## [EXERCISE INSTRUCTIONS]
Copy word for word the part of the passage about the Scream ‘N Conuts shop that opens with the words containing "Scream ‘N Conuts’ ice" and closes with "social media management.".

## [EXCERPTED PASSAGE]
Opening in the summer, she said – a time when people who take the meandering way to Door County make stops in communities such as Two Rivers – also helped heighten Scream ‘N Conuts’ exposure.

Scream ‘N Conuts’ ice cream flights include four different flavors of ice cream with cut-up conut pieces. Submitted Photo

Rysticken said she learned on her feet, be it hiring employees, processing payroll, inventory management or social media management.

“Everything was a business lesson,” she said. “I had never taken a business class, so I learned on the fly. The biggest thing I learned is that you’re always going to be learning and making mistakes, and I don’t sweat it. If I make a mistake, I think, ‘Alright, I’ll never do that again,’ and I roll with it.”

Rysticken said her first summer taught her how seemingly-small things can be big – for example, when she opened, the store offered a kid’s conut and a regular conut.

Stored data entries
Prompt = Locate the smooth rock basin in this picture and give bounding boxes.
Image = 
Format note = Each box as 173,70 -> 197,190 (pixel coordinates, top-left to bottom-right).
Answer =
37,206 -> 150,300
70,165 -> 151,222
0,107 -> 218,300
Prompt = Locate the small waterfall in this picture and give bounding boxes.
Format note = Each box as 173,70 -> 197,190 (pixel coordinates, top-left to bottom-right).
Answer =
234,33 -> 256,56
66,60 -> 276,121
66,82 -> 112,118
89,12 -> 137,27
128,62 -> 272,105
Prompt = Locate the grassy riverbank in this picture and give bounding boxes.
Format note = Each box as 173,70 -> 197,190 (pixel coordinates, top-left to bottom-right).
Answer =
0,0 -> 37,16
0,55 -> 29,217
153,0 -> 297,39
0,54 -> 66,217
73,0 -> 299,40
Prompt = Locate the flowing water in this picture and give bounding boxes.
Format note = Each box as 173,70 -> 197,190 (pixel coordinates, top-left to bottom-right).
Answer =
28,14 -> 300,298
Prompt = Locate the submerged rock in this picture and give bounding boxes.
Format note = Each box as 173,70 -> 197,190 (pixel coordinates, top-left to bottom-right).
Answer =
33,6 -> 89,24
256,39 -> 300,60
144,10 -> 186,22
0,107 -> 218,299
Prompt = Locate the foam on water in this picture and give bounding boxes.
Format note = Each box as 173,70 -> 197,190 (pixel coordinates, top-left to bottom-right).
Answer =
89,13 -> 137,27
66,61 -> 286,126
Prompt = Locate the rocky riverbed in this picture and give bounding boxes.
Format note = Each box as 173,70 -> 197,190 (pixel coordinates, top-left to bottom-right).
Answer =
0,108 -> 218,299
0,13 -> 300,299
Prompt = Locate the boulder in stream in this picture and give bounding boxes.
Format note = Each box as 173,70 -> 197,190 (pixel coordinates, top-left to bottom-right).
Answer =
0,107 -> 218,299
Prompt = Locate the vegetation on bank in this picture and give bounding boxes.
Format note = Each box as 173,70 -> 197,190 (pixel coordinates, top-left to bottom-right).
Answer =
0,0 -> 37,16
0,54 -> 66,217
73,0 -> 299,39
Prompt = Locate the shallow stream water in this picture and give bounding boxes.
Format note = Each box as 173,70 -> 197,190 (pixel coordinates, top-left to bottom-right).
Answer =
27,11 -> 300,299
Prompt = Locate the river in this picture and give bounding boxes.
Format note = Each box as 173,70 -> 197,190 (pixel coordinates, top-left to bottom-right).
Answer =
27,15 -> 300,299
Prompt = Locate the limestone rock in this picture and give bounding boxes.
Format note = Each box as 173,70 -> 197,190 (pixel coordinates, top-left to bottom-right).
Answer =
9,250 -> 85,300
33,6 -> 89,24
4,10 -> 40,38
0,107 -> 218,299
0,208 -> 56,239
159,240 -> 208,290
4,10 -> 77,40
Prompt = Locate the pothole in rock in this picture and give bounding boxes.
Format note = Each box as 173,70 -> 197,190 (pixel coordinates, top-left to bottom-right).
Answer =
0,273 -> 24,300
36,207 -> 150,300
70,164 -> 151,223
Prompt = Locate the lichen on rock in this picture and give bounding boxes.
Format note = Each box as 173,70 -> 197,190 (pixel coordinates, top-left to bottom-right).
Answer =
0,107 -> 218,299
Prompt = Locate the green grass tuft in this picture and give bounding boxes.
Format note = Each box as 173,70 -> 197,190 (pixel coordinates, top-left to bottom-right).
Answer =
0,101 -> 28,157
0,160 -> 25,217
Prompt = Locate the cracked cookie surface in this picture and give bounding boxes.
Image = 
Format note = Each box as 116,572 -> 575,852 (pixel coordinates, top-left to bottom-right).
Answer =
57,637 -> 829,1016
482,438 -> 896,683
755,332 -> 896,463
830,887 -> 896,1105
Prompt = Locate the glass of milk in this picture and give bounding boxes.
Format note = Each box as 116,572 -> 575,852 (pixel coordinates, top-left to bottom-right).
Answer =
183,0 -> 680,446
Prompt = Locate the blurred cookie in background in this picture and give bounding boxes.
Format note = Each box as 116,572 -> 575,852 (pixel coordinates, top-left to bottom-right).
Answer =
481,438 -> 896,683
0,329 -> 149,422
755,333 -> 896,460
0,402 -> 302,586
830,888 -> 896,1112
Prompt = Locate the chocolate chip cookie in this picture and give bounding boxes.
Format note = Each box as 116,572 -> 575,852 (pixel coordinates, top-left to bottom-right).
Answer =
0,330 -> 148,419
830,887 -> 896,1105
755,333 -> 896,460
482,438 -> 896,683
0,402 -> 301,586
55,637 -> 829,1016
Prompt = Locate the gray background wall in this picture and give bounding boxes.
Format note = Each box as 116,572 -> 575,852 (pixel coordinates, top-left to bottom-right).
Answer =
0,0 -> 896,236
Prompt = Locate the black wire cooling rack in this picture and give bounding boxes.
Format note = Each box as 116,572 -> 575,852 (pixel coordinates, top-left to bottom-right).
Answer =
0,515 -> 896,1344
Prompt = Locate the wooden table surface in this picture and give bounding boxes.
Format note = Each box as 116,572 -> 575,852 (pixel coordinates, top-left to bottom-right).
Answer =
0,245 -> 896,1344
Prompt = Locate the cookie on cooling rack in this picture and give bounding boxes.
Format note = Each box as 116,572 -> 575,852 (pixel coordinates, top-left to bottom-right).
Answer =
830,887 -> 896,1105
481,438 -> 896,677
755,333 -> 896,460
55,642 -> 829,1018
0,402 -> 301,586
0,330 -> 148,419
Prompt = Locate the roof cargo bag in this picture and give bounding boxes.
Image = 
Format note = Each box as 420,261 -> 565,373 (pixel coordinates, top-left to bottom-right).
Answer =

## [REPLY]
Scream ‘N Conuts’ ice cream flights include four different flavors of ice cream with cut-up conut pieces. Submitted Photo

Rysticken said she learned on her feet, be it hiring employees, processing payroll, inventory management or social media management.